--- Input data Enclosed Below ---

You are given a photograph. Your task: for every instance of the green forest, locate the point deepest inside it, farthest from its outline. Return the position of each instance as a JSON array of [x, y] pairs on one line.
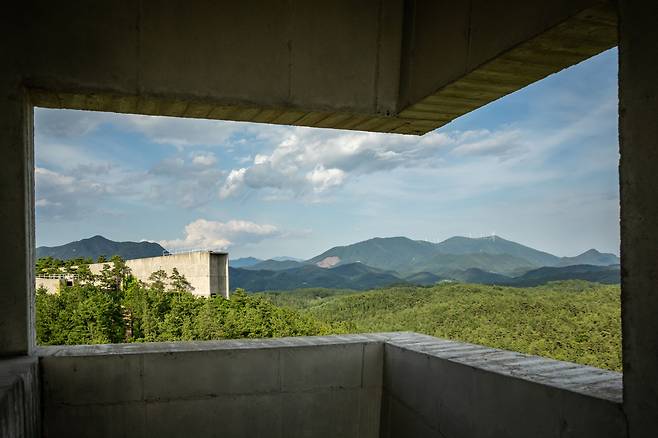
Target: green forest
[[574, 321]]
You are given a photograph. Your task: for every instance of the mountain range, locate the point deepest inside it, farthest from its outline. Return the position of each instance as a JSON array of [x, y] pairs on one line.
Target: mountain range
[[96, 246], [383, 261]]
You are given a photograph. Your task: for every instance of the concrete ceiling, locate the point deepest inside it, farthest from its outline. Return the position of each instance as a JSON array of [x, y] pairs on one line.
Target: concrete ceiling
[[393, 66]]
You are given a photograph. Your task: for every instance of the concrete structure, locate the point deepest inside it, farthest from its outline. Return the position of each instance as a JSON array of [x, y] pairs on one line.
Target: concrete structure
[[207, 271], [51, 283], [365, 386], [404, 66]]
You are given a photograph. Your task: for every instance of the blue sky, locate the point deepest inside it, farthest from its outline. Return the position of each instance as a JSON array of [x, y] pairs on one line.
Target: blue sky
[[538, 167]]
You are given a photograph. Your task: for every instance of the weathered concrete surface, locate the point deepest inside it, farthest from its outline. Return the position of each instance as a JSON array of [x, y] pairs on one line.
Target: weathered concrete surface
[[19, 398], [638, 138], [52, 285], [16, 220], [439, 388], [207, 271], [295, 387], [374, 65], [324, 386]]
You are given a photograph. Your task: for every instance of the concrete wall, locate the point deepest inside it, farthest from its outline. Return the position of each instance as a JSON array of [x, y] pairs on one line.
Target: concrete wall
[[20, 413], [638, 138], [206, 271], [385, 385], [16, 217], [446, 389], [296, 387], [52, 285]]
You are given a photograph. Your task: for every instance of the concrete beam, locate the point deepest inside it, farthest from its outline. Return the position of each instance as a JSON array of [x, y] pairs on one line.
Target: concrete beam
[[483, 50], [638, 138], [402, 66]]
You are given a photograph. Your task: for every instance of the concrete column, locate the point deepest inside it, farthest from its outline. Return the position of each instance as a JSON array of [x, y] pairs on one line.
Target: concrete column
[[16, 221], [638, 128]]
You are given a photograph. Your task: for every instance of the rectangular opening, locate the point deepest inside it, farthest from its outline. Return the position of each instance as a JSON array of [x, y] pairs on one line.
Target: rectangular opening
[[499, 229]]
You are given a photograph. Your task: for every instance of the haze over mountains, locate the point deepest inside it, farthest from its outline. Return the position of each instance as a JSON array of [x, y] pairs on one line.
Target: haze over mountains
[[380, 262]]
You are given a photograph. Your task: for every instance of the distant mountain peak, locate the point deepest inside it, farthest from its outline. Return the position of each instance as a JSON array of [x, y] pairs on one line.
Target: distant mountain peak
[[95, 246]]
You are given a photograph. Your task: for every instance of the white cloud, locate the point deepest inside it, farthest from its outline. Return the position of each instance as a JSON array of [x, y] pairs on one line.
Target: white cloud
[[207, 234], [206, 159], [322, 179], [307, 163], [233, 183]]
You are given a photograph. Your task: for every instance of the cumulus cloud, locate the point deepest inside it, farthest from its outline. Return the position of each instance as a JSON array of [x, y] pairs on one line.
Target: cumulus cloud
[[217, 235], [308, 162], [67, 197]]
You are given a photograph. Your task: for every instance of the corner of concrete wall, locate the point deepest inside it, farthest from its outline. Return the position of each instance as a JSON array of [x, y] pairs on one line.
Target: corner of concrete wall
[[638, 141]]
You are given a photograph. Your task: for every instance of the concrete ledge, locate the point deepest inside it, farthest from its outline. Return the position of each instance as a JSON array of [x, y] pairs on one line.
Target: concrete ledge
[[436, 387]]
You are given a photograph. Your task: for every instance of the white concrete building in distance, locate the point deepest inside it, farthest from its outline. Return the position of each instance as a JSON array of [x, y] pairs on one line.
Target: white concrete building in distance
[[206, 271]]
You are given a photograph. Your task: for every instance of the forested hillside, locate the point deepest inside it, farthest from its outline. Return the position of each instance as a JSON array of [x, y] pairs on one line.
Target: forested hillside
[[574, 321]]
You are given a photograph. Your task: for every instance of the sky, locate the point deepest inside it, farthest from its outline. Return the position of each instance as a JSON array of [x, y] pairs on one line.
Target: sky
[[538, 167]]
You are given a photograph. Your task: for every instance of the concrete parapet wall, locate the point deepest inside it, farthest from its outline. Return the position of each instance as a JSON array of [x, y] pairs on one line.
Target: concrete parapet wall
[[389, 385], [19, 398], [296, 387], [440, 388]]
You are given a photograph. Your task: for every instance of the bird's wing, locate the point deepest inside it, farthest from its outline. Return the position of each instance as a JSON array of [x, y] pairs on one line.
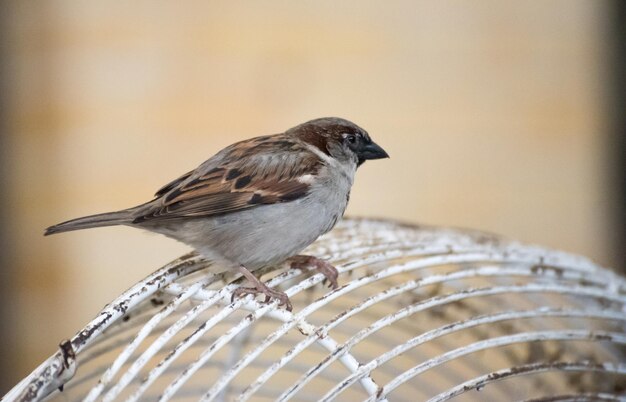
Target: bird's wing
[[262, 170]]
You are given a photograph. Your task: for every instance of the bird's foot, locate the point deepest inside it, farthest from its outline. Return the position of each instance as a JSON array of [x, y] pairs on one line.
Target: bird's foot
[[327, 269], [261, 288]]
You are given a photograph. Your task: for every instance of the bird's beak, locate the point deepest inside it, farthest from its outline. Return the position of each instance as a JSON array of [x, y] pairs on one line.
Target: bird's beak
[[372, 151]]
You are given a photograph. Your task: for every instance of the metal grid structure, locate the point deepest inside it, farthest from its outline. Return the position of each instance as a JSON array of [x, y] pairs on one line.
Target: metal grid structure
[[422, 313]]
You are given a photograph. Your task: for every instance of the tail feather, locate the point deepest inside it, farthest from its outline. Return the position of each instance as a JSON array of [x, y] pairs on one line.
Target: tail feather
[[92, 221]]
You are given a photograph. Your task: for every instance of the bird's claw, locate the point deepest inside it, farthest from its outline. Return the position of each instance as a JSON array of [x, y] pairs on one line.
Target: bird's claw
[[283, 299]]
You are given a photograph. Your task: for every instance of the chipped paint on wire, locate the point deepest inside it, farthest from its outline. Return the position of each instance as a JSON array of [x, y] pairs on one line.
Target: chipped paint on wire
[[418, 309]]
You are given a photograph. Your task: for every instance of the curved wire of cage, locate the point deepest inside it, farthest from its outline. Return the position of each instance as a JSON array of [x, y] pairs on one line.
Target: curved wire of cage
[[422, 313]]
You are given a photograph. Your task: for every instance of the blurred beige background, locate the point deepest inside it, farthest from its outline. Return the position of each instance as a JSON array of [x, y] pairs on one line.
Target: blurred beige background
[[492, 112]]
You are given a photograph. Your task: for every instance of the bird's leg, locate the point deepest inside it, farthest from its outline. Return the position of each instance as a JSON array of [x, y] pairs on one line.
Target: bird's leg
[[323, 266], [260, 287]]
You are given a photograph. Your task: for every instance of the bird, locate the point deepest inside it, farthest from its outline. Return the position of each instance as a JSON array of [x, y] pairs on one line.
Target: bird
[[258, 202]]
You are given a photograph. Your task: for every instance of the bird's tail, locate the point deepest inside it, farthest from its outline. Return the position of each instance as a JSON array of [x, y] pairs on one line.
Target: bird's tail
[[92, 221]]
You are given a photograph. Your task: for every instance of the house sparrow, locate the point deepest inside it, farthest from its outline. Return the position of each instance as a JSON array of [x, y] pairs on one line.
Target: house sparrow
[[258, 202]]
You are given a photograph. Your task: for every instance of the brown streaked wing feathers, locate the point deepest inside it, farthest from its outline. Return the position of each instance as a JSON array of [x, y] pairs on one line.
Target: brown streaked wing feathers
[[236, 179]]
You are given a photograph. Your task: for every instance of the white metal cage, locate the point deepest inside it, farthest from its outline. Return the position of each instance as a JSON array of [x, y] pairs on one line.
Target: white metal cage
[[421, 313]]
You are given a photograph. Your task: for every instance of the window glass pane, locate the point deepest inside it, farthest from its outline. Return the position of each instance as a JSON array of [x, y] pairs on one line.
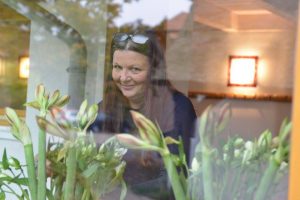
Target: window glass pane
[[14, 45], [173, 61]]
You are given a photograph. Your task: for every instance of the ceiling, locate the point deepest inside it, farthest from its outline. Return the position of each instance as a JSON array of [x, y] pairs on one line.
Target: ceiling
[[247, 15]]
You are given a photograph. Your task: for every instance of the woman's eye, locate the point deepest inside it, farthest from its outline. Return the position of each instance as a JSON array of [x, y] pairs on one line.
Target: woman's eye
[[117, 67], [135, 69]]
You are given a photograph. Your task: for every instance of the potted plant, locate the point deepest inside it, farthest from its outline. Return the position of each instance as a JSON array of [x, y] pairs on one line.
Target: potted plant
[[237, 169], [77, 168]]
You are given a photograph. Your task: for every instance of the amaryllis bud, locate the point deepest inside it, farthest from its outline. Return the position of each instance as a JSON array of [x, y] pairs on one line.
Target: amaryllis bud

--- End of Enclosed Input data ---

What to do: Taking the listing above as the source, transcribe only the lines starting at the line with "Target: concrete parapet wall" and going through the line with "bird's wing, locate", unaltered and with both ends included.

Answer section:
Target: concrete parapet wall
[[389, 385], [19, 398], [296, 387], [440, 388]]
You are given a photograph. Your task: for every instance of the bird's wing, locate the point deepest inside it, farthest from its outline. Return the position of each instance as a JSON array of [x, y] pairs on one line.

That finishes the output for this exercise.